- Exercise goal
Rewrite every line of the items below, requests included. Shift each x and y coordinate in the answers up by 33.

- Labeled-object pointing entries
↓
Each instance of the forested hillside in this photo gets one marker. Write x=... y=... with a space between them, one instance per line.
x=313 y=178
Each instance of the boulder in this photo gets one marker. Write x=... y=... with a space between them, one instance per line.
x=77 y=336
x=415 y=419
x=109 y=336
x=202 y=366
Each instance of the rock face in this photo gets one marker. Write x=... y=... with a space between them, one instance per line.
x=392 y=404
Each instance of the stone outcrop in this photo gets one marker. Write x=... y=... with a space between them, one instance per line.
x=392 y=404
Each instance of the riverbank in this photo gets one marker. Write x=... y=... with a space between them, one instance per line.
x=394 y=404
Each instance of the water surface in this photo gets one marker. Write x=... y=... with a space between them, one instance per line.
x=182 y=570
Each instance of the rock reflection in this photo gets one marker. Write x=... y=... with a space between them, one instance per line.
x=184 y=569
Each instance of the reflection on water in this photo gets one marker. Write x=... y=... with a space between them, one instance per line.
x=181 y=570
↑
- Task result
Each instance of the forested hillside in this photo gets one marker. Write x=... y=... with a space between them, one instance per line.
x=346 y=211
Each instance of the boulder in this photo gets one marker. Write x=... y=... with a space between them, one instance per line.
x=110 y=369
x=448 y=452
x=142 y=369
x=235 y=399
Each instance of the rock face in this photo gets one marker. Write x=... y=... with a space between them, one instance per line.
x=425 y=437
Each instance of the stone outcrop in this photo gets one marker. Write x=... y=... with a space between them, one instance per line.
x=425 y=437
Each instance of the riverbank in this photo gets one marker. Write x=... y=... with a space between them, one instance per line.
x=427 y=437
Each instance of the water surface in this photo gets one marker. Write x=... y=... with a space between them, one instance per line.
x=215 y=603
Each instance of the rock reflection in this photo gets one marker. Write x=... y=... with a space between them, one instance per line.
x=217 y=602
Each instance of the reflection on water in this photo gets one marker. Write x=... y=... with a space between them, one instance per line.
x=214 y=603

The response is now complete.